* **REQUIRED WORK**: Supply the number of lines in the data below that hold "pixel", and let that number be the whole answer.

* **PROVIDED RECORDS**:
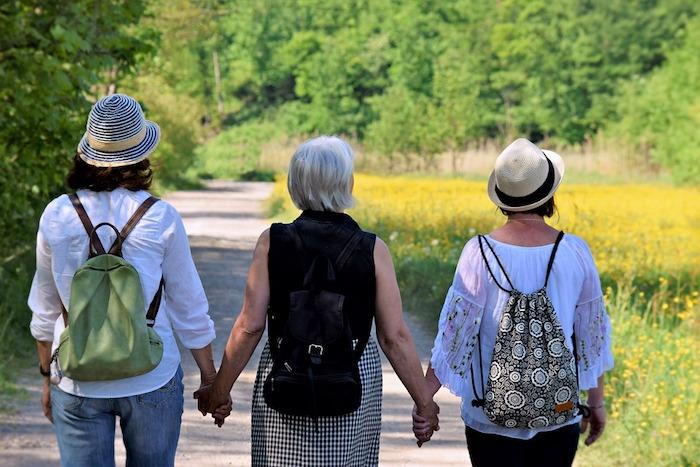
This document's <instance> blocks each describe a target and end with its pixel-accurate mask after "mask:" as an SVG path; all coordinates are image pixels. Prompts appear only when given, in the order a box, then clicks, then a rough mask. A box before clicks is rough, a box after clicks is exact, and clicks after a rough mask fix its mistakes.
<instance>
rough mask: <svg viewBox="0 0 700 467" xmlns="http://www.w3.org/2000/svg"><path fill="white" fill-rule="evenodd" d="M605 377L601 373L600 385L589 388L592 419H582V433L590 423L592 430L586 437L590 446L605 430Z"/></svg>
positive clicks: (589, 400) (590, 425)
mask: <svg viewBox="0 0 700 467" xmlns="http://www.w3.org/2000/svg"><path fill="white" fill-rule="evenodd" d="M604 393H605V377H604V375H600V377H599V378H598V387H595V388H592V389H589V390H588V405H589V408H590V410H591V417H590V419H583V420H582V421H581V433H585V432H586V430H587V429H588V427H589V425H590V431H589V432H588V436H587V437H586V446H590V445H591V444H593V443H595V442H596V441H597V440H598V438H600V437H601V436H602V434H603V431H605V424H606V422H607V412H606V410H605V400H604Z"/></svg>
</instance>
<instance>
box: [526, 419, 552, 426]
mask: <svg viewBox="0 0 700 467" xmlns="http://www.w3.org/2000/svg"><path fill="white" fill-rule="evenodd" d="M547 425H549V422H548V421H547V417H537V418H533V419H532V420H530V422H529V423H528V424H527V426H529V427H530V428H542V427H545V426H547Z"/></svg>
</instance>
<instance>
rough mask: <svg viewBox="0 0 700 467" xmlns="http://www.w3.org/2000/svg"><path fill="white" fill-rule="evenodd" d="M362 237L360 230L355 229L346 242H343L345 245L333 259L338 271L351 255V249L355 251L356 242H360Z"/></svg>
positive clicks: (358, 242)
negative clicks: (350, 235)
mask: <svg viewBox="0 0 700 467" xmlns="http://www.w3.org/2000/svg"><path fill="white" fill-rule="evenodd" d="M362 237H363V233H362V230H356V231H355V233H353V234H352V236H351V237H350V239H349V240H348V242H347V243H346V244H345V247H344V248H343V250H342V251H341V252H340V254H339V255H338V258H337V259H336V260H335V267H336V269H337V270H338V271H340V270H341V269H343V268H344V267H345V264H346V263H347V262H348V260H349V259H350V257H351V256H352V253H353V251H355V247H357V244H358V243H360V241H361V240H362Z"/></svg>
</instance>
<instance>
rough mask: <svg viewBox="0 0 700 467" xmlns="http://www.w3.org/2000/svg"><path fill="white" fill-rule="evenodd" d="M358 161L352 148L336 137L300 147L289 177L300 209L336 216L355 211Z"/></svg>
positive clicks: (316, 140) (289, 191) (287, 182)
mask: <svg viewBox="0 0 700 467" xmlns="http://www.w3.org/2000/svg"><path fill="white" fill-rule="evenodd" d="M354 157H355V156H354V155H353V153H352V149H351V148H350V145H349V144H348V143H346V142H345V141H343V140H342V139H340V138H338V137H336V136H319V137H318V138H313V139H310V140H308V141H306V142H305V143H304V144H302V145H301V146H299V148H297V150H296V151H295V152H294V155H293V156H292V161H291V162H290V163H289V174H288V175H287V188H288V189H289V195H290V196H291V197H292V201H293V202H294V204H295V205H296V207H297V208H299V209H301V210H307V209H310V210H313V211H334V212H342V211H344V210H345V209H348V208H351V207H352V206H353V205H354V204H355V199H354V198H353V197H352V183H353V181H352V180H353V179H352V170H353V159H354Z"/></svg>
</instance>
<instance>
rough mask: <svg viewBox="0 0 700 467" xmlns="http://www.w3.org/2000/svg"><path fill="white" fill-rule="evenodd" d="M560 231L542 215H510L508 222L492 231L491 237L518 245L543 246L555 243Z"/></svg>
mask: <svg viewBox="0 0 700 467" xmlns="http://www.w3.org/2000/svg"><path fill="white" fill-rule="evenodd" d="M558 234H559V231H558V230H556V229H555V228H553V227H550V226H549V225H547V223H546V222H545V220H544V218H542V217H540V216H533V215H529V216H524V215H523V216H510V217H509V218H508V220H507V221H506V223H505V224H504V225H502V226H501V227H498V228H496V229H494V230H493V231H492V232H491V234H490V235H491V238H493V239H494V240H497V241H499V242H503V243H509V244H511V245H517V246H543V245H549V244H551V243H554V241H555V240H556V239H557V235H558Z"/></svg>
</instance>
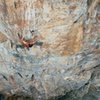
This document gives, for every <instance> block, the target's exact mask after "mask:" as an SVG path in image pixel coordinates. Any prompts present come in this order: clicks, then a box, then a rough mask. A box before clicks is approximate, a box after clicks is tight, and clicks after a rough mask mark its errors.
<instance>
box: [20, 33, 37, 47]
mask: <svg viewBox="0 0 100 100" xmlns="http://www.w3.org/2000/svg"><path fill="white" fill-rule="evenodd" d="M18 37H19V41H20V43H21V44H22V46H23V47H26V48H27V49H29V48H30V47H32V46H33V45H34V44H35V43H36V41H37V36H34V38H33V39H25V38H24V37H23V36H22V35H20V34H19V33H18Z"/></svg>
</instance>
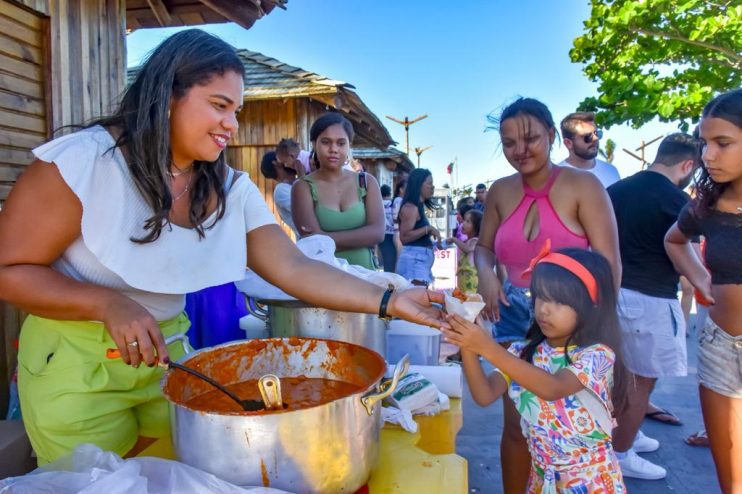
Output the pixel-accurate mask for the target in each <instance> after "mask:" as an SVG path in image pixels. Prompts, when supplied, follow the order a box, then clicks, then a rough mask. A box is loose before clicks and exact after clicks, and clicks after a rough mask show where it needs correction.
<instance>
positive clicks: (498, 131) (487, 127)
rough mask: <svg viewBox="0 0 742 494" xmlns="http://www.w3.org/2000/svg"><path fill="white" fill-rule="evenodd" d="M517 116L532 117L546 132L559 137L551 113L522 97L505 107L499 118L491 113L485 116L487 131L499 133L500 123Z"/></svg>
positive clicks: (532, 102)
mask: <svg viewBox="0 0 742 494" xmlns="http://www.w3.org/2000/svg"><path fill="white" fill-rule="evenodd" d="M519 115H525V116H529V117H533V118H535V119H536V120H538V121H539V122H540V123H541V125H543V126H544V127H545V128H546V129H547V130H553V131H554V134H555V135H557V136H558V135H559V131H558V130H557V128H556V125H555V124H554V117H552V116H551V112H550V111H549V109H548V108H547V107H546V105H545V104H543V103H541V102H540V101H539V100H537V99H533V98H523V97H520V98H518V99H517V100H515V101H513V102H512V103H510V104H509V105H508V106H506V107H505V109H504V110H502V113H500V116H499V117H498V116H496V115H494V114H492V113H490V114H489V115H487V122H488V125H487V130H496V131H498V132H499V130H500V126H501V125H502V122H504V121H505V120H507V119H509V118H514V117H517V116H519ZM528 130H530V129H525V131H526V133H527V132H528Z"/></svg>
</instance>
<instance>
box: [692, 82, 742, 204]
mask: <svg viewBox="0 0 742 494" xmlns="http://www.w3.org/2000/svg"><path fill="white" fill-rule="evenodd" d="M701 118H721V119H724V120H726V121H727V122H730V123H732V124H734V125H736V126H737V127H739V128H740V129H742V89H735V90H734V91H729V92H728V93H723V94H720V95H719V96H717V97H716V98H714V99H712V100H711V101H709V102H708V104H707V105H706V107H705V108H704V109H703V113H702V114H701ZM728 187H729V182H727V183H723V184H720V183H716V182H714V181H713V180H712V179H711V176H710V175H709V173H708V171H707V170H706V164H705V163H703V164H702V166H701V175H700V177H699V178H698V180H697V181H696V203H695V211H696V212H697V213H698V215H699V216H702V215H704V214H706V213H708V212H709V211H710V210H712V209H713V208H714V206H716V202H717V201H718V200H719V197H721V195H722V194H723V193H724V191H725V190H726V189H727V188H728Z"/></svg>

* **FINISHED EXERCISE**: 3